■ **Brief**
Return every line of the records below word for word, but leave the pictures out of your answer.

(Collected data entries)
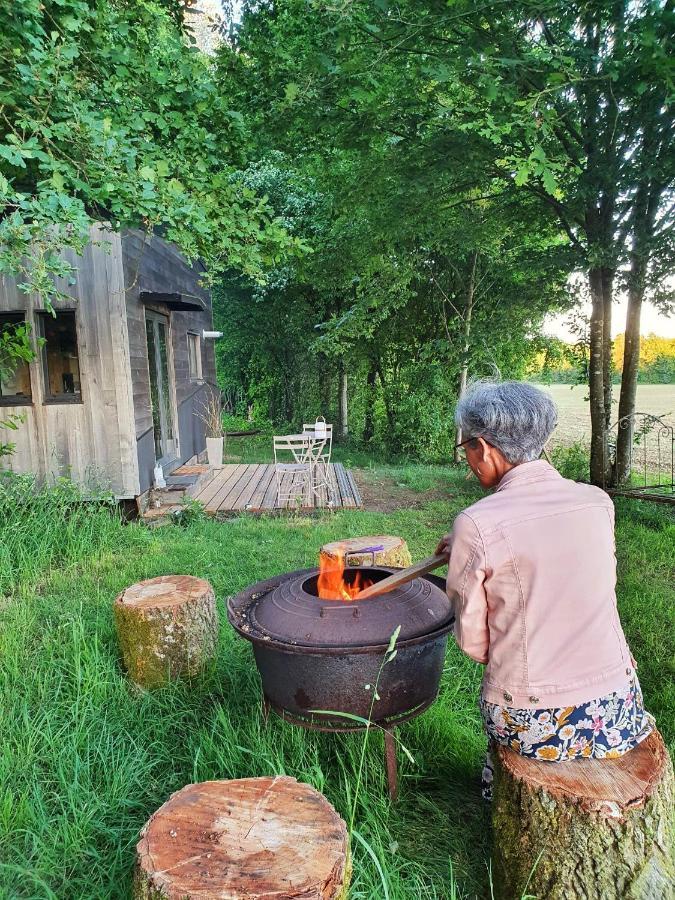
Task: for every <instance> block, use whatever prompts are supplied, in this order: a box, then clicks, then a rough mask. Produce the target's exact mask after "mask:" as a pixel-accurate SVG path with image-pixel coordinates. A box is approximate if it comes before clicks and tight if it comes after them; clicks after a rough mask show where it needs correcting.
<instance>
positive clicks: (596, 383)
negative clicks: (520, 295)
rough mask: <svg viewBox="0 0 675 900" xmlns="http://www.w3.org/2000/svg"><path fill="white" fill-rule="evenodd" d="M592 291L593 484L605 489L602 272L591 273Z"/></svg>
mask: <svg viewBox="0 0 675 900" xmlns="http://www.w3.org/2000/svg"><path fill="white" fill-rule="evenodd" d="M588 283H589V287H590V291H591V303H592V308H591V325H590V344H591V346H590V359H589V367H588V388H589V394H590V404H591V471H590V475H591V482H592V483H593V484H597V485H599V486H600V487H604V486H605V485H606V484H607V482H608V480H609V477H608V476H609V469H608V466H609V459H608V446H607V417H606V411H605V349H606V343H605V337H604V330H605V329H604V322H605V299H604V291H603V278H602V269H601V268H600V267H594V268H591V269H590V270H589V273H588Z"/></svg>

■ **Solution to this task**
Task: for every <instance> block, use whatever prompts are supplied, in this order: a box, then clicks, then a rough mask. Produce the target's exact mask after "mask:" as a pixel-accurate SVG path with image-pixel coordinates. A box is approximate if it comes before clicks and tight if it comes after them; clicks after a rough mask show where it needs correcting.
<instance>
positive clicks: (596, 383)
negative clicks: (520, 295)
rough mask: <svg viewBox="0 0 675 900" xmlns="http://www.w3.org/2000/svg"><path fill="white" fill-rule="evenodd" d="M592 291L593 484L605 489L602 272L591 273Z"/></svg>
mask: <svg viewBox="0 0 675 900" xmlns="http://www.w3.org/2000/svg"><path fill="white" fill-rule="evenodd" d="M588 283H589V287H590V291H591V303H592V308H591V325H590V344H591V346H590V359H589V367H588V388H589V394H590V404H591V471H590V475H591V482H592V483H593V484H597V485H599V486H600V487H604V486H605V485H606V484H607V482H608V480H609V477H608V476H609V469H608V466H609V459H608V446H607V417H606V411H605V349H606V343H605V337H604V330H605V329H604V322H605V299H604V291H603V278H602V269H601V268H600V267H594V268H591V269H590V270H589V273H588Z"/></svg>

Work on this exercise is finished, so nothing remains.